§ **Data extract**
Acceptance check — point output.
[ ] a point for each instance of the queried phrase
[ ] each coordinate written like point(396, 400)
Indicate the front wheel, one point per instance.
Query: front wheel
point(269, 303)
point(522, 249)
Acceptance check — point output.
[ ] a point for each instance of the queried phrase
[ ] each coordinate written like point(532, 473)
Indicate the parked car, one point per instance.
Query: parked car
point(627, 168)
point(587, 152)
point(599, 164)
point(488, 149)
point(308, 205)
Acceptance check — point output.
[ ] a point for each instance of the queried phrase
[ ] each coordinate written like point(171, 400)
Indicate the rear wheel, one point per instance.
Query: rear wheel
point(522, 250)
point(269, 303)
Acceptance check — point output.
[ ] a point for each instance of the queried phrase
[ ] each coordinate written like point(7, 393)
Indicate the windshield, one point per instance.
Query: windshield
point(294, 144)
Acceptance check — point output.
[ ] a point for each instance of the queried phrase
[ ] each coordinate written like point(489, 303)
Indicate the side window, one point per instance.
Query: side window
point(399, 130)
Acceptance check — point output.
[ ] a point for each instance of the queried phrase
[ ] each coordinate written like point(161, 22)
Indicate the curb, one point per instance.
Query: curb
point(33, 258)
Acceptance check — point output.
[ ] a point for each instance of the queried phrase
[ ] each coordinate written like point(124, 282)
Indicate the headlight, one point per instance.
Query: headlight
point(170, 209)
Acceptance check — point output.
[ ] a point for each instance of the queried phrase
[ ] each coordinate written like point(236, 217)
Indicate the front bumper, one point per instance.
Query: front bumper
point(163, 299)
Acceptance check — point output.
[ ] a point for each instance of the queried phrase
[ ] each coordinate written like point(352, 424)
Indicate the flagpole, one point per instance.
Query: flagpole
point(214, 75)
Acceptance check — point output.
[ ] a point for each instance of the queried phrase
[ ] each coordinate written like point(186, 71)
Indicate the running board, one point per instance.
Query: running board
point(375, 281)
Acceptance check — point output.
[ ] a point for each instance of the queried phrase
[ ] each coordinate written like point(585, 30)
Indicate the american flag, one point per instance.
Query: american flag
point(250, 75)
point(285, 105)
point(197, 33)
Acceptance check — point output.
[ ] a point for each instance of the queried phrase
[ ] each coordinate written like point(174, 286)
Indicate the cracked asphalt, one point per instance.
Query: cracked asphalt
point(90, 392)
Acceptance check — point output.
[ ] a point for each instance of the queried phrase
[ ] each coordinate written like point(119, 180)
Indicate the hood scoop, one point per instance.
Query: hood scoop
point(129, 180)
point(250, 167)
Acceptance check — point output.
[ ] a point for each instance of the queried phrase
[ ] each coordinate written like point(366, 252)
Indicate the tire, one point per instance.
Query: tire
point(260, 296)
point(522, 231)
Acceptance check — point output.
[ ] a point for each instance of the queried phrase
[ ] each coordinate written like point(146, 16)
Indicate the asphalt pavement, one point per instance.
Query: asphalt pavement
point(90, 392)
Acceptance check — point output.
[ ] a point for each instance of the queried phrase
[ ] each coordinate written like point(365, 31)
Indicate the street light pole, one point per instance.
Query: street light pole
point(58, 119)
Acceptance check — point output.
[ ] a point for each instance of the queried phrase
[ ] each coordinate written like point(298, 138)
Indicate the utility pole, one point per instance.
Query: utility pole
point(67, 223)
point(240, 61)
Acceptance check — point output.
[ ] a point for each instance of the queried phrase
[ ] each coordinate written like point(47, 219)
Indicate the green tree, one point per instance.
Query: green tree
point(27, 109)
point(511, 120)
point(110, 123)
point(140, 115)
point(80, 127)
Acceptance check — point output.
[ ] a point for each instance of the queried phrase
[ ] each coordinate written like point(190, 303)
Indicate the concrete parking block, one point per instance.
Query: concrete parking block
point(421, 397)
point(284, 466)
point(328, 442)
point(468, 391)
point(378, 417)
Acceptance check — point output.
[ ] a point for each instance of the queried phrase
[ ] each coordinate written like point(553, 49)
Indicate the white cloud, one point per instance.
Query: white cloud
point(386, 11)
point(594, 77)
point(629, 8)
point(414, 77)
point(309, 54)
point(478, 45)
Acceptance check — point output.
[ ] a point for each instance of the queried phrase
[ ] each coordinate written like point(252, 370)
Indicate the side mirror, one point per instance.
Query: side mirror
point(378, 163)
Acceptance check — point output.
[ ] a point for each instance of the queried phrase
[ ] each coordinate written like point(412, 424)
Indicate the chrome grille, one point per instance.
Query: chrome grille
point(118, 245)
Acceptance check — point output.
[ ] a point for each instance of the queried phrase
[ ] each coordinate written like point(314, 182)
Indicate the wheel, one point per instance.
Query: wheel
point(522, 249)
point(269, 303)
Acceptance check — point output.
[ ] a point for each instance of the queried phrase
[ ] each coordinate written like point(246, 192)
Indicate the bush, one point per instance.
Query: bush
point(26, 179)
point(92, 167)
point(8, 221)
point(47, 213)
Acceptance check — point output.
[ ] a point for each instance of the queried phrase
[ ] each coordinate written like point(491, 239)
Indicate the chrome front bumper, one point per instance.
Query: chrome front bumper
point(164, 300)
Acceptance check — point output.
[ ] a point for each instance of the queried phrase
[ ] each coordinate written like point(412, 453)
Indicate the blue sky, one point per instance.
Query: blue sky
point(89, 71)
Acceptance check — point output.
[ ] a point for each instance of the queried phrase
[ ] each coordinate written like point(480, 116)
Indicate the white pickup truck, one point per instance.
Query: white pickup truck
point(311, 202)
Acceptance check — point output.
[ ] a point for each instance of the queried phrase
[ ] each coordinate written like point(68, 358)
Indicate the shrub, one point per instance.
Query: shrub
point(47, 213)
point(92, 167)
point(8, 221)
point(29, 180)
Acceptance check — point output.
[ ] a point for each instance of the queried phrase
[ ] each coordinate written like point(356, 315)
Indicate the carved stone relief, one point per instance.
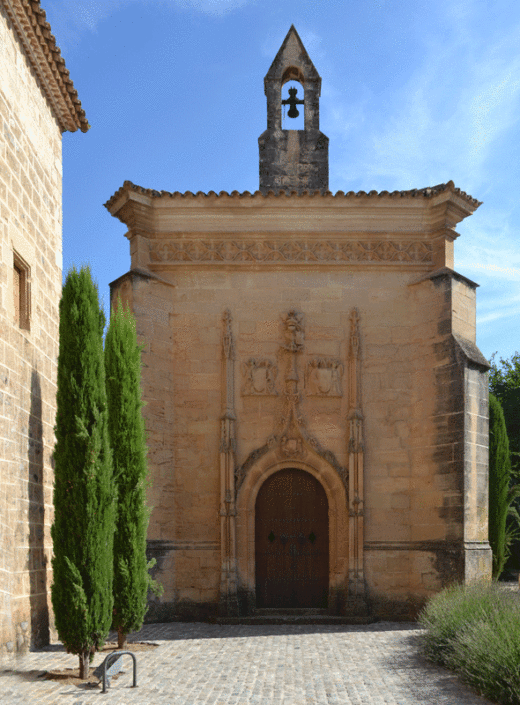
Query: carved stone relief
point(291, 438)
point(324, 376)
point(259, 377)
point(222, 250)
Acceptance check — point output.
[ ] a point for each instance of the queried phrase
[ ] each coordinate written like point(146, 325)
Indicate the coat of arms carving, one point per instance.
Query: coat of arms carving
point(259, 377)
point(324, 376)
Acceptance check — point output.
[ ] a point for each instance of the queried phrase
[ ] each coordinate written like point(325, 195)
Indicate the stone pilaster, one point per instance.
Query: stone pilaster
point(228, 581)
point(356, 587)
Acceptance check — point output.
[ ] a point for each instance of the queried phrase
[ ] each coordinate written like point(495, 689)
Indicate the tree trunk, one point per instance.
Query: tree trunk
point(84, 664)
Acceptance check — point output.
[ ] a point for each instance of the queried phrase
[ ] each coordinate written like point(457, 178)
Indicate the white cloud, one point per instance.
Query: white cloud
point(445, 121)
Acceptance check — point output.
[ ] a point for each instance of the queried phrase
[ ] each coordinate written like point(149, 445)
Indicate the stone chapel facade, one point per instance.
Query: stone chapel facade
point(316, 404)
point(38, 103)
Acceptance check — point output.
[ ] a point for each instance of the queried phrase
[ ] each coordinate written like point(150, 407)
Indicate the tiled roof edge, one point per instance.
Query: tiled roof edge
point(34, 32)
point(427, 192)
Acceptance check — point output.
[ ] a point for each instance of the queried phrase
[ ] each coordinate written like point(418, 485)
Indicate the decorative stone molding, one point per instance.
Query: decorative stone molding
point(221, 250)
point(259, 377)
point(324, 375)
point(291, 439)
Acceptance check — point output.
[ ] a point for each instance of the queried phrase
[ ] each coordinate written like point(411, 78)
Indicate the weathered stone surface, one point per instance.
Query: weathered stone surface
point(33, 112)
point(293, 160)
point(319, 332)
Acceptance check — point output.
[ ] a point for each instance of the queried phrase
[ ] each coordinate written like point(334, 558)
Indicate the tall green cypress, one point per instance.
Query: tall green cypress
point(128, 441)
point(84, 507)
point(501, 495)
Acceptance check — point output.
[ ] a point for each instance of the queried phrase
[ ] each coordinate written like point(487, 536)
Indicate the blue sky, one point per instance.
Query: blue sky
point(414, 94)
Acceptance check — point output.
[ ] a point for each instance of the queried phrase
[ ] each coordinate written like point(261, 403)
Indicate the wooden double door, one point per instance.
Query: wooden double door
point(292, 541)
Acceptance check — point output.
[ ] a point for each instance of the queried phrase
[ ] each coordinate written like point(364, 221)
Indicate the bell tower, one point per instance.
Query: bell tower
point(293, 160)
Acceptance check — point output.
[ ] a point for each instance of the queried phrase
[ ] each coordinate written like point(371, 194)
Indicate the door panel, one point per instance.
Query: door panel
point(292, 541)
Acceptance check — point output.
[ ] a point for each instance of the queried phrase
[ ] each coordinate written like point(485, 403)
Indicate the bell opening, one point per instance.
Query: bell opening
point(293, 111)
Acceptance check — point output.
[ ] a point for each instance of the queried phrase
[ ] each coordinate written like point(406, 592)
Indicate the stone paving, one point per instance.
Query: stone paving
point(209, 664)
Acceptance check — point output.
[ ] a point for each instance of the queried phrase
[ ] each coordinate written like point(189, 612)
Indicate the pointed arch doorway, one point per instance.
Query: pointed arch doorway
point(292, 541)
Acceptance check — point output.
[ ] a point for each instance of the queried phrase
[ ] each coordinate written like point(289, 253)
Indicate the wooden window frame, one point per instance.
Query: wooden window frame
point(23, 292)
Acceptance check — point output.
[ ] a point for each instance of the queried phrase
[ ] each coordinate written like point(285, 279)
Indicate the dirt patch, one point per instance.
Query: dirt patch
point(70, 676)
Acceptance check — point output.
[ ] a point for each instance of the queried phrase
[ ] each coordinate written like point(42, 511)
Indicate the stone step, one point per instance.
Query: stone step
point(275, 611)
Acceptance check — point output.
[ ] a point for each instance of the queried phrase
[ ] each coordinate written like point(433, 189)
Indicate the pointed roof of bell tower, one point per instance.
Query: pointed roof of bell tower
point(292, 54)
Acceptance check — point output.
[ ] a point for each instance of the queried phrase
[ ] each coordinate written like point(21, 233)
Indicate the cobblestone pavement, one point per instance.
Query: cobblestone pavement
point(266, 665)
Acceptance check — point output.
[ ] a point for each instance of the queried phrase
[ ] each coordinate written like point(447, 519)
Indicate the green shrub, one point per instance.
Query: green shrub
point(475, 631)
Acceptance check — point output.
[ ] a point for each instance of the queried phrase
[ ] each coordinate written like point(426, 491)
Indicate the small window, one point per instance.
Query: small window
point(21, 292)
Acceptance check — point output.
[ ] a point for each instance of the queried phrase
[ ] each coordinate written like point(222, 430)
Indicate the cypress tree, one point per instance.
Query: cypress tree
point(501, 495)
point(128, 441)
point(84, 506)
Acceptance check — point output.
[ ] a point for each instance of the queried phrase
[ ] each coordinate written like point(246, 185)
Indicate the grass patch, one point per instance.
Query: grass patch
point(475, 631)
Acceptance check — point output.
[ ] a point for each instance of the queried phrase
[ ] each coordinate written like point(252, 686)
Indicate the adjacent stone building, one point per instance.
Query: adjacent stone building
point(37, 103)
point(316, 403)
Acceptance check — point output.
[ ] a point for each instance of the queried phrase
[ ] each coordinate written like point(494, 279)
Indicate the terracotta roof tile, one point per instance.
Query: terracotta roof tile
point(427, 192)
point(34, 32)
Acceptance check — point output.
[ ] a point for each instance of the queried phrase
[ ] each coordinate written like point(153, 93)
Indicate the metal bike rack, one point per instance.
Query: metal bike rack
point(112, 665)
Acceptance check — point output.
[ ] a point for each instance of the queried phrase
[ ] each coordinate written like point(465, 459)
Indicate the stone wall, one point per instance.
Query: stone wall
point(30, 229)
point(413, 381)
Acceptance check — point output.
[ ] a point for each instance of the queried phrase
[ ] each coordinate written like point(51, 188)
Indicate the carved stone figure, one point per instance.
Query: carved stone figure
point(259, 377)
point(293, 332)
point(324, 377)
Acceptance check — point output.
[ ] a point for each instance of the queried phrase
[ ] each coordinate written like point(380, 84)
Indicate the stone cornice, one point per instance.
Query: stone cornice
point(34, 32)
point(160, 213)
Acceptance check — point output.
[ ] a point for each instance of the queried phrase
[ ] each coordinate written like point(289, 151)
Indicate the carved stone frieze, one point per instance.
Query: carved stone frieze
point(222, 250)
point(324, 376)
point(259, 377)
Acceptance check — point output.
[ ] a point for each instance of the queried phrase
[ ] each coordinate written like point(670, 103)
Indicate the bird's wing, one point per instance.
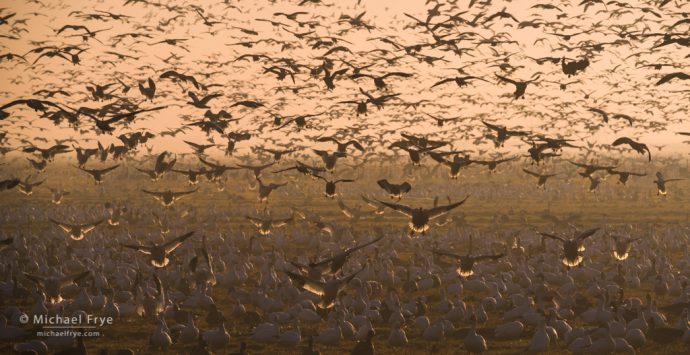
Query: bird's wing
point(406, 210)
point(445, 253)
point(355, 248)
point(316, 287)
point(140, 248)
point(488, 257)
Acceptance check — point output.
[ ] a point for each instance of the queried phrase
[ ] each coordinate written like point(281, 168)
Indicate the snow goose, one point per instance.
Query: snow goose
point(540, 340)
point(190, 332)
point(397, 336)
point(474, 343)
point(510, 330)
point(291, 338)
point(218, 338)
point(159, 253)
point(160, 339)
point(365, 347)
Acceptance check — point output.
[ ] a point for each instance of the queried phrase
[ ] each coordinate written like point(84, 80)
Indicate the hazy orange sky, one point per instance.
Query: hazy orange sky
point(614, 77)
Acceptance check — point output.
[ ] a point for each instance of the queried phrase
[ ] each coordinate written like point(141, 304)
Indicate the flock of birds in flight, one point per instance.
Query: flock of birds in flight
point(310, 51)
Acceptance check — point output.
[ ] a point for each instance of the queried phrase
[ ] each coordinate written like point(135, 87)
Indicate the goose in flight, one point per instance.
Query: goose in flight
point(573, 247)
point(9, 184)
point(455, 165)
point(395, 191)
point(328, 291)
point(459, 81)
point(265, 190)
point(160, 168)
point(661, 183)
point(267, 224)
point(52, 286)
point(636, 146)
point(168, 197)
point(27, 188)
point(590, 168)
point(159, 253)
point(622, 246)
point(420, 217)
point(199, 149)
point(331, 266)
point(331, 184)
point(520, 86)
point(467, 261)
point(99, 174)
point(256, 169)
point(304, 169)
point(668, 77)
point(623, 176)
point(541, 183)
point(492, 164)
point(503, 133)
point(76, 231)
point(329, 159)
point(342, 147)
point(203, 102)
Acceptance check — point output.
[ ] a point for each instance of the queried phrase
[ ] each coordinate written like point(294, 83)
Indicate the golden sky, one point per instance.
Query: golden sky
point(617, 80)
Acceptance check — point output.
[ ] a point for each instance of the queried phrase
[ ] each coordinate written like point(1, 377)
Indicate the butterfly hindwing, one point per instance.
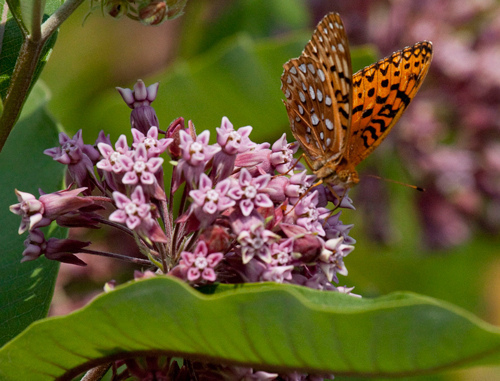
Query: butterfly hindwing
point(381, 93)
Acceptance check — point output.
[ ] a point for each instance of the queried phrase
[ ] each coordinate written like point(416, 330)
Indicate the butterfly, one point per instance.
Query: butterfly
point(339, 118)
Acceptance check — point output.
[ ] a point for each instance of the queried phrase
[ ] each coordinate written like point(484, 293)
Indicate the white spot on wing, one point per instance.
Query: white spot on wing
point(321, 75)
point(311, 93)
point(329, 124)
point(319, 94)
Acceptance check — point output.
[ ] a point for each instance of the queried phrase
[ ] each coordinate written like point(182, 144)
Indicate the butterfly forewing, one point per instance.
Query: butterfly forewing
point(317, 86)
point(339, 119)
point(381, 93)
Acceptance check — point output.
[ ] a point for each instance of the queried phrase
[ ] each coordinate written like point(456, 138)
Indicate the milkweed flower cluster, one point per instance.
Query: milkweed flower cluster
point(244, 212)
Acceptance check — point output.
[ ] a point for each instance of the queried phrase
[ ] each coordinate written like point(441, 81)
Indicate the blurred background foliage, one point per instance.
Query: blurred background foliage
point(224, 58)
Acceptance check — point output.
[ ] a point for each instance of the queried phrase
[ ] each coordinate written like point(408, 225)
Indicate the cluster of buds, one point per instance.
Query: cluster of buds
point(243, 212)
point(148, 12)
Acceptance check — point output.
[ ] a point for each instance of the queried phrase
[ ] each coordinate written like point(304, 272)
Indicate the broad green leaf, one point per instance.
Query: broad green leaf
point(264, 326)
point(25, 288)
point(12, 39)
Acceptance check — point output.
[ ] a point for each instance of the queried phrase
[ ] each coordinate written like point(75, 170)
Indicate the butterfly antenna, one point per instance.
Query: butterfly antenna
point(420, 189)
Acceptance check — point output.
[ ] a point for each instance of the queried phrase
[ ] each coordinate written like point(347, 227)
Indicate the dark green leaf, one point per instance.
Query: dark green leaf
point(265, 326)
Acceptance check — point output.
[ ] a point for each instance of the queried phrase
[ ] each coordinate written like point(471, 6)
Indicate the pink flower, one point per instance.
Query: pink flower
point(256, 241)
point(209, 202)
point(249, 192)
point(55, 249)
point(111, 157)
point(38, 213)
point(79, 157)
point(143, 116)
point(200, 265)
point(282, 155)
point(196, 153)
point(131, 211)
point(154, 146)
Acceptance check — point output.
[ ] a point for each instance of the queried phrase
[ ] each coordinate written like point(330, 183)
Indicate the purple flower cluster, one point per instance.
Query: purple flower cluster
point(244, 212)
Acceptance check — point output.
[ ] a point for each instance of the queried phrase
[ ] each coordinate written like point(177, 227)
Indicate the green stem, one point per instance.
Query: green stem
point(26, 63)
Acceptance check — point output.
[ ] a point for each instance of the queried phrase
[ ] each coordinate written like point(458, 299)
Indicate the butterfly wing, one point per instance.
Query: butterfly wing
point(381, 93)
point(317, 87)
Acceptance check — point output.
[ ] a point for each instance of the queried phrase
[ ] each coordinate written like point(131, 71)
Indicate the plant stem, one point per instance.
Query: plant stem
point(26, 63)
point(137, 261)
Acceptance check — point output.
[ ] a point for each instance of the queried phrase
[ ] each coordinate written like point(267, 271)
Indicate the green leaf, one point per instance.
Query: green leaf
point(265, 326)
point(240, 79)
point(12, 39)
point(25, 288)
point(258, 18)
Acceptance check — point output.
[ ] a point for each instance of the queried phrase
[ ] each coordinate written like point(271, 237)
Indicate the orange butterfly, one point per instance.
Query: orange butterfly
point(338, 118)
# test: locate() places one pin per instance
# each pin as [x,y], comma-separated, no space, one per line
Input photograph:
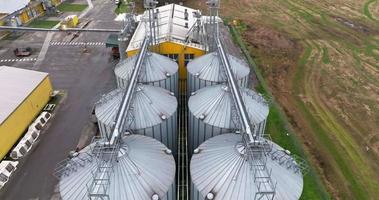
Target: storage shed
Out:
[23,93]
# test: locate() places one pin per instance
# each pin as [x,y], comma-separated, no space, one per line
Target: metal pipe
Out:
[11,28]
[128,96]
[234,88]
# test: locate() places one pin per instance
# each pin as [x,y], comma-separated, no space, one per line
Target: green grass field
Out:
[71,7]
[278,127]
[43,24]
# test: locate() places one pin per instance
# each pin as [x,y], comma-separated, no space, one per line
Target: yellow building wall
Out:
[39,9]
[174,48]
[16,124]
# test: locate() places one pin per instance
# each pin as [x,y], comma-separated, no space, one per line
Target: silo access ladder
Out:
[106,157]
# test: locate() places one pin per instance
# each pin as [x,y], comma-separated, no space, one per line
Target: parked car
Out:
[7,168]
[23,52]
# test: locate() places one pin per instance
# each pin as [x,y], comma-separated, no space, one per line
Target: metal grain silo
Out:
[207,70]
[220,171]
[212,110]
[157,70]
[144,170]
[153,113]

§ **Exercise description**
Starting at the first line of the data above, please restate word for word every line up to and including the one that holds "Indicate the parked", and add nothing else.

§ **Written solution**
Acceptance check — point output.
[ ] a point for each instance of the queried phrase
[ ] each coordinate written like point(396, 400)
Indicate the front wheel, one point per instance.
Query: front wheel
point(269, 303)
point(522, 249)
Acceptance check — point output.
[ ] a point for each instance of the queried phrase
[ ] each coordinate written like point(532, 473)
Indicate the parked car, one point per instance.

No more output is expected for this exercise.